Raw records:
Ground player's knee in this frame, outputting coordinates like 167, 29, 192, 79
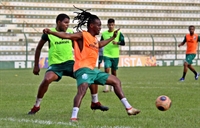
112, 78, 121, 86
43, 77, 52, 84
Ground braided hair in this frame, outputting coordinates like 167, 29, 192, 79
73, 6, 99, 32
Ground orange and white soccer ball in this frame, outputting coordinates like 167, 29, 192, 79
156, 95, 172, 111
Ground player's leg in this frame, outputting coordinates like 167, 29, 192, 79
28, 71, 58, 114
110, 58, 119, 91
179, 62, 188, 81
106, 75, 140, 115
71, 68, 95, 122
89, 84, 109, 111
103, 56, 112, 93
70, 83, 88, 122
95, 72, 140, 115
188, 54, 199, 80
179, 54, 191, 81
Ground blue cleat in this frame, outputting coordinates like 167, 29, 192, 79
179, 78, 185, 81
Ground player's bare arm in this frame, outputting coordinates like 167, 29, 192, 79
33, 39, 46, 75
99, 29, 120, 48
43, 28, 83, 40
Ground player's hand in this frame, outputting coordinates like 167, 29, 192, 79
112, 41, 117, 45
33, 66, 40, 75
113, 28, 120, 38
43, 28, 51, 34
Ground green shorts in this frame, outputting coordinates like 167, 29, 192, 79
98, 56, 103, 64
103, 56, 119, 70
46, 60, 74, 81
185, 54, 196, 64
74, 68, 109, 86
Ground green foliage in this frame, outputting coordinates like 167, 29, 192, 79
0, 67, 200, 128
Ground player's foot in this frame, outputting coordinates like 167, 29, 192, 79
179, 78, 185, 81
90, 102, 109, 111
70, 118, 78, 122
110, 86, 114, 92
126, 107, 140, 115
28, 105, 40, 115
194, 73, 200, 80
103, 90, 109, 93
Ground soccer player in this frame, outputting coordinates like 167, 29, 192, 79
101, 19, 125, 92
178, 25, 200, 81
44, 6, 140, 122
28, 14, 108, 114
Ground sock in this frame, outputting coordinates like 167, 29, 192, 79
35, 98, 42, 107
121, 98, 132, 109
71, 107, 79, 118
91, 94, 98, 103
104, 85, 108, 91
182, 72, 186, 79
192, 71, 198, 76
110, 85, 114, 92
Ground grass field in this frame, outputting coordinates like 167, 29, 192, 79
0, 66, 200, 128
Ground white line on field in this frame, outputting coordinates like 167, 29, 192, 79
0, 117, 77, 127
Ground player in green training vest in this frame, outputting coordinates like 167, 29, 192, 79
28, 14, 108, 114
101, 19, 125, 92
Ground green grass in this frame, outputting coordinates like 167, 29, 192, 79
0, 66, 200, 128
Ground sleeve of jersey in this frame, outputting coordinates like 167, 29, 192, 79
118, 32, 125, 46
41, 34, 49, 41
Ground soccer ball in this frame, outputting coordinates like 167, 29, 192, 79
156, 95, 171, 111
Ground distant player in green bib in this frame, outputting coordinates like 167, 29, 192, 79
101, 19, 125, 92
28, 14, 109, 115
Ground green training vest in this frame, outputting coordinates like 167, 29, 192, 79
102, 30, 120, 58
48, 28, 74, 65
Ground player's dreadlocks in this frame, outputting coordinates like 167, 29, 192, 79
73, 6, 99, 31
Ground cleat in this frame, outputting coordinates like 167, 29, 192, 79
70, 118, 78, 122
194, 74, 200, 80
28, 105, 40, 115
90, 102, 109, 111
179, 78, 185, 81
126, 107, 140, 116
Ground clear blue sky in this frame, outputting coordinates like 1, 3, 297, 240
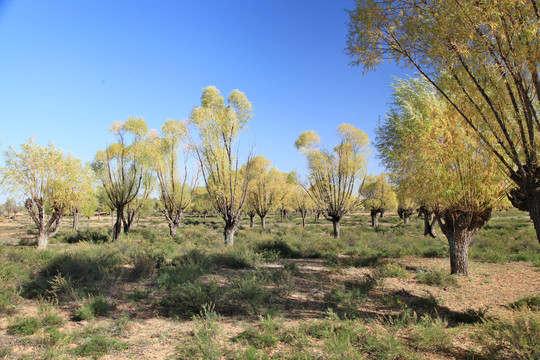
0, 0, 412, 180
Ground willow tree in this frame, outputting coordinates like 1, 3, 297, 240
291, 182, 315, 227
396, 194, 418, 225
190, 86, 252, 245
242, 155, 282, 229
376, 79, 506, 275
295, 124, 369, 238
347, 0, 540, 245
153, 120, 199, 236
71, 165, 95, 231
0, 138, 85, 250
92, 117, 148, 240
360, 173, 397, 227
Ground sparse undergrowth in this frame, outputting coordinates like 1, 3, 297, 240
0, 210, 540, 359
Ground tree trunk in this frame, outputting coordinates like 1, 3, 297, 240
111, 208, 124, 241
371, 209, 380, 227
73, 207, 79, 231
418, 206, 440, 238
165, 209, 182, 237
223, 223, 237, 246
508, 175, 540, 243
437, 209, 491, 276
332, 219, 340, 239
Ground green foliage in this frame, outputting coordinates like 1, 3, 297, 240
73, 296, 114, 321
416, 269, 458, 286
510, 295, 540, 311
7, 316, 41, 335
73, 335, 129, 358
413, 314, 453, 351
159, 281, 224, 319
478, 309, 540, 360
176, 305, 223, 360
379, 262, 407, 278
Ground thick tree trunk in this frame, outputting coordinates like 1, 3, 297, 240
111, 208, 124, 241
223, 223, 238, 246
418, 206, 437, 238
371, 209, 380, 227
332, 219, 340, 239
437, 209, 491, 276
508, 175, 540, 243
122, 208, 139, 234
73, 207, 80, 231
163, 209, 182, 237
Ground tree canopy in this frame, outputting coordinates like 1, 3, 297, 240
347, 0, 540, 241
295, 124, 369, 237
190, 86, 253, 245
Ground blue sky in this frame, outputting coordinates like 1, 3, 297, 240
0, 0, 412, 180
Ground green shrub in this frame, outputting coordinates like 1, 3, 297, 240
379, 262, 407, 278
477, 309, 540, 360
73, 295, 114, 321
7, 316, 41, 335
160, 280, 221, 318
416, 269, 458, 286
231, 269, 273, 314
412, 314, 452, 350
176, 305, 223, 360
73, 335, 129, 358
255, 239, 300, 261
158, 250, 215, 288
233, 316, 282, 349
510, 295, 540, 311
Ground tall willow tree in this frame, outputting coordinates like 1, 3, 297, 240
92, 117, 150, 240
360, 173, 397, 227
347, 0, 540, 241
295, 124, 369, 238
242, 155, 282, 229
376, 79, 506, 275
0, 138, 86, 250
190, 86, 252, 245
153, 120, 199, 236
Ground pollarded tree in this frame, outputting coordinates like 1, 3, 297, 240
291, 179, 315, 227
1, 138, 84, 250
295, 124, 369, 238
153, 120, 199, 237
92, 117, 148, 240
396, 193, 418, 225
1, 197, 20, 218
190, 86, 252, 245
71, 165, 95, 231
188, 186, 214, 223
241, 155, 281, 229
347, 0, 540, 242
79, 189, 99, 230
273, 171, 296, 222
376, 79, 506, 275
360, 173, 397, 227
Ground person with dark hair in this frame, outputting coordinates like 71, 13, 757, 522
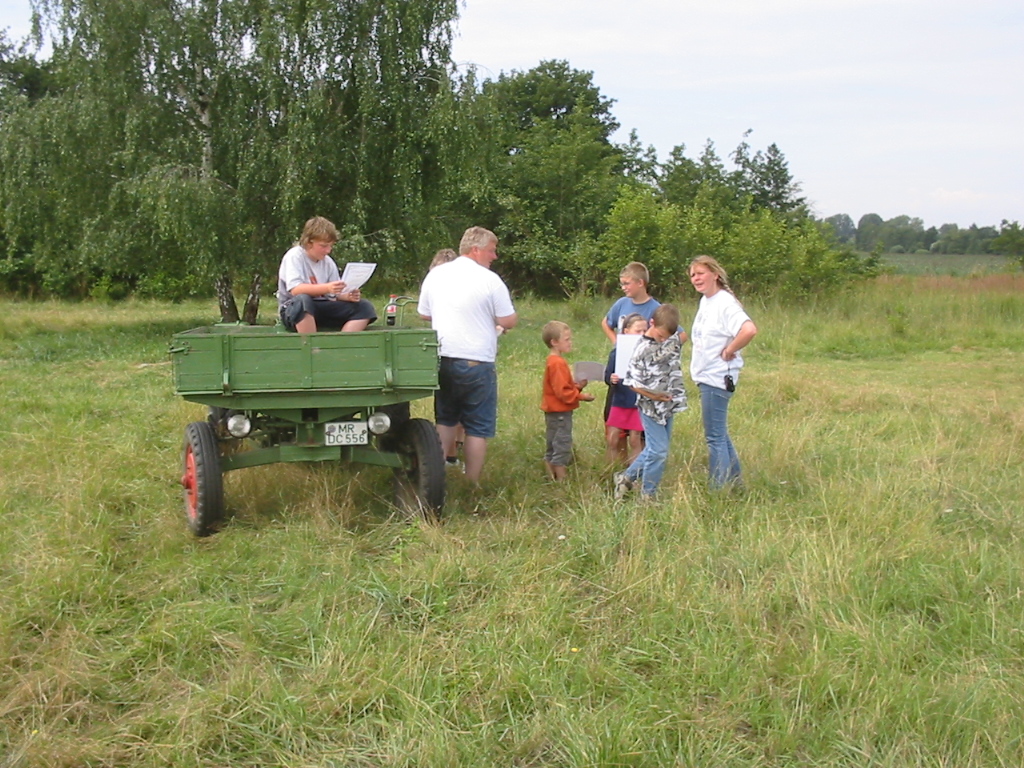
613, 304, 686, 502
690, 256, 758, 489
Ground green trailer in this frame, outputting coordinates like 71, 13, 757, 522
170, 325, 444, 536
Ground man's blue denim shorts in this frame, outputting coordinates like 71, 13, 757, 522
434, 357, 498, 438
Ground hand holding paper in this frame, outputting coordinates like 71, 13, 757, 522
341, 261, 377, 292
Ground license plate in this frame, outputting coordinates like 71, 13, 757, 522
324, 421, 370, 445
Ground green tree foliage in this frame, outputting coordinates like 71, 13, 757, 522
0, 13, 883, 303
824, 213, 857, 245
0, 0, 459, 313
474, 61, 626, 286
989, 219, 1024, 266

* To do:
Rewrite the records from the start through the line holding "156, 95, 172, 111", inclusive, keeping the requests and leaving out the pictures. Multiply every bounding-box coordinate in the answers by 1.95 and round each to a whole number, with halves rounded up.

* Exercise output:
Ground player's knee in this frame, outputting coordinates like 167, 29, 192, 79
218, 152, 236, 168
84, 150, 101, 164
Ground braided hair in this frame, outputting coordinates like 167, 29, 192, 79
142, 12, 193, 62
Ground orange and white soccer ball in this frame, outputting coordinates like 167, 29, 192, 79
304, 185, 335, 216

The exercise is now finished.